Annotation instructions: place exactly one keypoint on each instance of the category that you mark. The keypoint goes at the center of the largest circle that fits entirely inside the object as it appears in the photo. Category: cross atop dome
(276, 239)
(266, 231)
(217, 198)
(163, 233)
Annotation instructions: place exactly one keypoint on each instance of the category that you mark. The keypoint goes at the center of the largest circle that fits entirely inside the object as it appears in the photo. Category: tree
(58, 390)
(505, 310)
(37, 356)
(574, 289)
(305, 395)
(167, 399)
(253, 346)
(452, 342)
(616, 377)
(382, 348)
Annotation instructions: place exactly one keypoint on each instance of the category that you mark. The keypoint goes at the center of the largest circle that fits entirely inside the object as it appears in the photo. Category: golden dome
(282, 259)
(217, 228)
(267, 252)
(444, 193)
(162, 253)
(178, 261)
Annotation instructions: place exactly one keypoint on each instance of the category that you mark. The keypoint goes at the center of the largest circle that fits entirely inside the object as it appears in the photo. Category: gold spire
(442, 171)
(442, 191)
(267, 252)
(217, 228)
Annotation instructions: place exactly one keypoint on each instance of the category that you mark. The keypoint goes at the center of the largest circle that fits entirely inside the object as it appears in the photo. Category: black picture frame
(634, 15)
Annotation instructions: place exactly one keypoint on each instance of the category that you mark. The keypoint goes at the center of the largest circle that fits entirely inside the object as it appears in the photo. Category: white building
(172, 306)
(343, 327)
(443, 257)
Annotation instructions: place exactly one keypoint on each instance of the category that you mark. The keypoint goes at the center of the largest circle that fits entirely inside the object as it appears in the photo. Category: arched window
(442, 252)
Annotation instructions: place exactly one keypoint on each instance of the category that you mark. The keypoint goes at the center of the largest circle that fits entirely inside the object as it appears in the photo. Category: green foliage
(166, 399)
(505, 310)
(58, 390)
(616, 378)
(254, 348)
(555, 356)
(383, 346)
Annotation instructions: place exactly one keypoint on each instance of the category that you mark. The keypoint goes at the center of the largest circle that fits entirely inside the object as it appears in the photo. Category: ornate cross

--

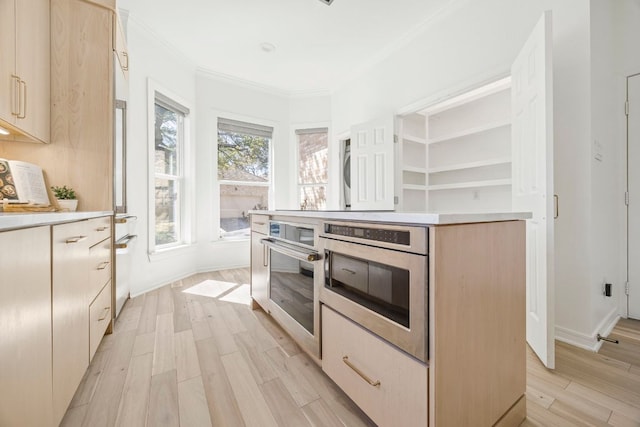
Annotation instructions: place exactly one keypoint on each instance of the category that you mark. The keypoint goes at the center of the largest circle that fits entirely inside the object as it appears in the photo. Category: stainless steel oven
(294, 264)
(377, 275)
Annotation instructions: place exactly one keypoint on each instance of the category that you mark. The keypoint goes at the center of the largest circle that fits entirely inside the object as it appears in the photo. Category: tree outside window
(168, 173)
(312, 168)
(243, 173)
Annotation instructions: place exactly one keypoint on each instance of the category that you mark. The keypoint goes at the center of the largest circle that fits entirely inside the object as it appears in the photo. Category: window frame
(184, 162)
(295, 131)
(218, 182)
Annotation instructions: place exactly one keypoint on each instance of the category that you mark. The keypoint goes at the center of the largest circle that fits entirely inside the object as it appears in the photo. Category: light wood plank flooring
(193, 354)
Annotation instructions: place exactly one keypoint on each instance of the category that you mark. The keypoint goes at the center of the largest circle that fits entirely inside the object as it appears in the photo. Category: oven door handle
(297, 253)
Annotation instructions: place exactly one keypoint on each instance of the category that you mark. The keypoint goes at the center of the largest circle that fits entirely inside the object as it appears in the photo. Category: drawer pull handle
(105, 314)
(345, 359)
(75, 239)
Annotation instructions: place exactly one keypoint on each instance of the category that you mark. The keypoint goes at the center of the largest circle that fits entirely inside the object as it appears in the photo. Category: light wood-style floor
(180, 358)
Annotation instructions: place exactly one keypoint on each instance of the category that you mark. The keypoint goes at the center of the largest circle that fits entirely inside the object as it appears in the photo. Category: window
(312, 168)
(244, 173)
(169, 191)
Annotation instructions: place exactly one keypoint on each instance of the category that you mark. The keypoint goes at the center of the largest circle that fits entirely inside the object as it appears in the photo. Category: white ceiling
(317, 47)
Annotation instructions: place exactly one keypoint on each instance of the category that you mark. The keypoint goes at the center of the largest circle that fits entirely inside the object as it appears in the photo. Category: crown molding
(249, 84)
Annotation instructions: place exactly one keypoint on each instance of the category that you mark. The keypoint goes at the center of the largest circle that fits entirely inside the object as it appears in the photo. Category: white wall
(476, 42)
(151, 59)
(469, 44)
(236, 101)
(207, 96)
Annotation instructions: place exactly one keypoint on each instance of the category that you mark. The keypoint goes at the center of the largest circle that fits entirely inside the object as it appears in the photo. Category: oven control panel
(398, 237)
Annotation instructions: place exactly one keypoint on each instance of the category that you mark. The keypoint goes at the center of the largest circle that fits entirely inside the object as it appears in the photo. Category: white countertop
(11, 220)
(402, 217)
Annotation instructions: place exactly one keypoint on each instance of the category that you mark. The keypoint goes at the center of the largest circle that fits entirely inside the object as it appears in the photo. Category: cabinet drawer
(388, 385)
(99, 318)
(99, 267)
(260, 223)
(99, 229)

...

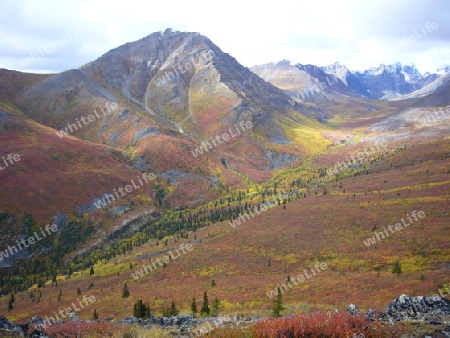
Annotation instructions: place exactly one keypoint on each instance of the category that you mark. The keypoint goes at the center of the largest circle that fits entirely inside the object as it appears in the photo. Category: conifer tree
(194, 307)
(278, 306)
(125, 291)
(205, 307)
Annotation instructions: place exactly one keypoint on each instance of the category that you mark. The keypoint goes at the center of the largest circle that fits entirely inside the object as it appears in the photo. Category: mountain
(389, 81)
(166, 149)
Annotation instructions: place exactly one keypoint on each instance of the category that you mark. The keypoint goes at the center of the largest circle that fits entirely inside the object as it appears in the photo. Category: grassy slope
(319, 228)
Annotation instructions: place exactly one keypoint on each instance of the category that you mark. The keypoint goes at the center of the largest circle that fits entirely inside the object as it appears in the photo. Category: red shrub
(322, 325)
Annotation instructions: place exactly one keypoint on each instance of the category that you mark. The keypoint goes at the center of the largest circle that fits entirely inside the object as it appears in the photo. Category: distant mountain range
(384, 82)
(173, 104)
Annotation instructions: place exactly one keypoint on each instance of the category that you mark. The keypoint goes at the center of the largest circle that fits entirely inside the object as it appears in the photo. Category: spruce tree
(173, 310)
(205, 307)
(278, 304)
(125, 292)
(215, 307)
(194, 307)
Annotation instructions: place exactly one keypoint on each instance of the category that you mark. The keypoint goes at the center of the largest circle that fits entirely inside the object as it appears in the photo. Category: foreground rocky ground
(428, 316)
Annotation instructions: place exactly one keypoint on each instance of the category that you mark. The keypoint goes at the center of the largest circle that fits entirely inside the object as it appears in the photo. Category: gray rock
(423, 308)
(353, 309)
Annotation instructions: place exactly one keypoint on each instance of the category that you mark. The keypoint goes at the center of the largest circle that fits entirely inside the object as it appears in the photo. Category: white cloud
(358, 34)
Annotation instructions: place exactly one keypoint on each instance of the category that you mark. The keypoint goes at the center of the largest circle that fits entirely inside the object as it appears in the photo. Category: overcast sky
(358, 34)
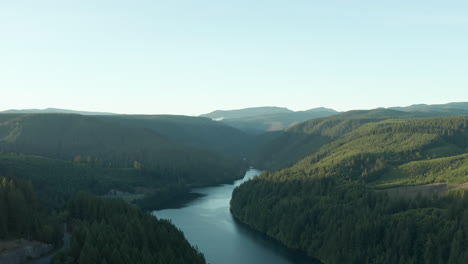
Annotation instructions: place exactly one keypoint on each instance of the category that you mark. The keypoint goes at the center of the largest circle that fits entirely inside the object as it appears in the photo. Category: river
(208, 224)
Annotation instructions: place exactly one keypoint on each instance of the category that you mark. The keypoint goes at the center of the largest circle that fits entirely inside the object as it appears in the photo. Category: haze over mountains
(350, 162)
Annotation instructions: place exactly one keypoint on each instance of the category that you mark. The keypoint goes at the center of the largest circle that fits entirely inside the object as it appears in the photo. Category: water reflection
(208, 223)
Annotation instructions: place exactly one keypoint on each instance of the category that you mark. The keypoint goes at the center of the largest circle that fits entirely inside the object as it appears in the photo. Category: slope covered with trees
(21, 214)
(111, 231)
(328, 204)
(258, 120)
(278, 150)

Aim of the exercise:
Count the lines of the listing above that contain the word "slope", and give only that number.

Full answer:
2